** Trecho fornecido **

◆ ◆ ◆

STF recusou o argumento de que crimes contra a Humanidade
são imperdoáveis e imprescritíveis
Flávio Dino provocou
o STF a
renunciar à renúncia. Quase 15 anos atrás, o tribunal reafirmou a Lei de
Anistia, recusando o argumento de que crimes contra a Humanidade são
imperdoáveis e imprescritíveis. De lá para cá, os juízes supremos recusam-se a
ouvir até mesmo ações sobre as pessoas que foram “desaparecidas” pela ditadura
militar. No seu “basta”, Dino propõe um limite: a ocultação de cadáver é um
crime continuado, não um evento do passado.
A decisão de 2010 do STF invocou a intocabilidade dos
“pactos que conduziram o Brasil à democracia”. Os juízes de capa preta
prenderam o Brasil à chantagem militar de 1979 — ao intercâmbio da abertura
política pelo perdão aos gerentes do subterrâneo. No fundo, proclamaram que a
Constituição de 1988 é refém de atos jurídicos oriundos de um regime ilegal e,
portanto, que à nação brasileira ficam vedados os direitos à justiça e à
memória exercidos pelo Chile e
pela Argentina.
“Anistia é esquecimento, virada de página,
perdão para os dois lados”, decretou Marco Aurélio de Mello. O ministro do STF
pronunciava uma dessas aberrações jurídicas monumentais. Haveria, segundo ele e
a maioria do tribunal, uma lei imune à revisão constitucional ou parlamentar,
cercada pela fronteira do tabu.

◆ ◆ ◆

** Excertos do conjunto **
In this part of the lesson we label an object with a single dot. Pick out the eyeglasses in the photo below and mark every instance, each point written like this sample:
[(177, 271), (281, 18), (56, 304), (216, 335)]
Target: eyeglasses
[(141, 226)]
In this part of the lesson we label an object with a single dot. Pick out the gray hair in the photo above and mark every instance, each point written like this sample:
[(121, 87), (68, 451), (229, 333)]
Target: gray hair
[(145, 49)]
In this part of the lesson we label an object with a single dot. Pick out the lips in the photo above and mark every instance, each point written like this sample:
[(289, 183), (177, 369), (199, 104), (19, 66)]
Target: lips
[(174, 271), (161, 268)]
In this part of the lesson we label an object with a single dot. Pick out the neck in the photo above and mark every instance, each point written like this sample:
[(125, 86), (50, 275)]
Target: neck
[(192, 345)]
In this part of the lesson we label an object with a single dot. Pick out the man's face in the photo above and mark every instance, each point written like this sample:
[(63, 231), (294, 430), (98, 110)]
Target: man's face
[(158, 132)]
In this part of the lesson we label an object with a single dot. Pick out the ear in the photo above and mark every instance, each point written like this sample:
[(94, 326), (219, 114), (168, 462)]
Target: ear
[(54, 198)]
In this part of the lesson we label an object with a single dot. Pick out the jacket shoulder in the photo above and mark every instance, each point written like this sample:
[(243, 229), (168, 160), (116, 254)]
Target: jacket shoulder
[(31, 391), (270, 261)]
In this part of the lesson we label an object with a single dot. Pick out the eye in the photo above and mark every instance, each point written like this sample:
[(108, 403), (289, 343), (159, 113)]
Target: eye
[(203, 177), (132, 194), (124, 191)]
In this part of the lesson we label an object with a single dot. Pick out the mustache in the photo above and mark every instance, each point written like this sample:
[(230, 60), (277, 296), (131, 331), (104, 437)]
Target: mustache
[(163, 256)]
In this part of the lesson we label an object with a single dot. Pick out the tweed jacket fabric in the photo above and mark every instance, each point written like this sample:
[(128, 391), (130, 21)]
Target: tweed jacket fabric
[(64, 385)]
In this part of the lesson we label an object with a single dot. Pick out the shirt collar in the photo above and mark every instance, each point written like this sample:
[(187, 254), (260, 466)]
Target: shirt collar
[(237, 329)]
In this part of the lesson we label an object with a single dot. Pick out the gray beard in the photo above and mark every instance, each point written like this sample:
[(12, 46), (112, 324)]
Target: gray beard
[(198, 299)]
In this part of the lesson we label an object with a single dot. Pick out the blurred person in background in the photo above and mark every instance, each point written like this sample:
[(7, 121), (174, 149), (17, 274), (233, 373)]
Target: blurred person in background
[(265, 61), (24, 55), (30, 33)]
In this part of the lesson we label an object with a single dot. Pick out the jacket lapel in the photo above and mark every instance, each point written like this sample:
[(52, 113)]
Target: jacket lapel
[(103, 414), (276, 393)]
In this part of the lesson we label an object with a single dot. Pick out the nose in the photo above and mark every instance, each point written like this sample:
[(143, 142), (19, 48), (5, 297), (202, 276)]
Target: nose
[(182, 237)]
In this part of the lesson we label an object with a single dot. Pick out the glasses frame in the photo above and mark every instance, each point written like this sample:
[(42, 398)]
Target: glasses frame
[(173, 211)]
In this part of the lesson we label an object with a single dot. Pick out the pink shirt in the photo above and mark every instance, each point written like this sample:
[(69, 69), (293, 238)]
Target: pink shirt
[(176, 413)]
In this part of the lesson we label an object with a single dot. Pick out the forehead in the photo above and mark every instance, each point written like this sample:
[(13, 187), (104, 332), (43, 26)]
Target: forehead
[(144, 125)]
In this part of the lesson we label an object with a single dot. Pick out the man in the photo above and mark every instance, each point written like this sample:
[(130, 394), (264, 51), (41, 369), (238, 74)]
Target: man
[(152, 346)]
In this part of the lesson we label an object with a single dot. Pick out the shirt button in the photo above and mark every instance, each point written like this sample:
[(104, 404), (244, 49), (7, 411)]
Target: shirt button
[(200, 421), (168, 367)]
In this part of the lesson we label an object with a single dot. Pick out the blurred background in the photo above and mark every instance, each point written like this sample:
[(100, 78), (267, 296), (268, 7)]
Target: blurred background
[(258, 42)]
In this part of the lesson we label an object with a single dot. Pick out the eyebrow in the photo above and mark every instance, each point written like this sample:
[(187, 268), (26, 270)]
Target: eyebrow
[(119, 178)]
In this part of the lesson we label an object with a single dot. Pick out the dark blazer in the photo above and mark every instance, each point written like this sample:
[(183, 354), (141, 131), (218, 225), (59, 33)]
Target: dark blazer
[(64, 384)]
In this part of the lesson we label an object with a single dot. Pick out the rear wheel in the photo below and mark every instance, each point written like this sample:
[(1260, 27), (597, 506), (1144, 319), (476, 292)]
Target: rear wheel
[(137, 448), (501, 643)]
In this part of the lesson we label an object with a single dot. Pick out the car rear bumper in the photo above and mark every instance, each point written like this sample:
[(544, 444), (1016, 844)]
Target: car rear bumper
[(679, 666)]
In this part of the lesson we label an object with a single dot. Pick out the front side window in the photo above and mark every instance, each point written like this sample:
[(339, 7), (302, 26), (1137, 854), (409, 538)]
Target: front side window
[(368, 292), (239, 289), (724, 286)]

◆ ◆ ◆

Reescreva a parte do trecho fornecido que começa nas palavras "A decisão de" e termina após "fronteira do tabu.", trocando "juízes de capa preta" por "magistrados de toga".

** Exercício resolvido **
A decisão de 2010 do STF invocou a intocabilidade dos
“pactos que conduziram o Brasil à democracia”. Os magistrados de toga
prenderam o Brasil à chantagem militar de 1979 — ao intercâmbio da abertura
política pelo perdão aos gerentes do subterrâneo. No fundo, proclamaram que a
Constituição de 1988 é refém de atos jurídicos oriundos de um regime ilegal e,
portanto, que à nação brasileira ficam vedados os direitos à justiça e à
memória exercidos pelo Chile e
pela Argentina.
“Anistia é esquecimento, virada de página,
perdão para os dois lados”, decretou Marco Aurélio de Mello. O ministro do STF
pronunciava uma dessas aberrações jurídicas monumentais. Haveria, segundo ele e
a maioria do tribunal, uma lei imune à revisão constitucional ou parlamentar,
cercada pela fronteira do tabu.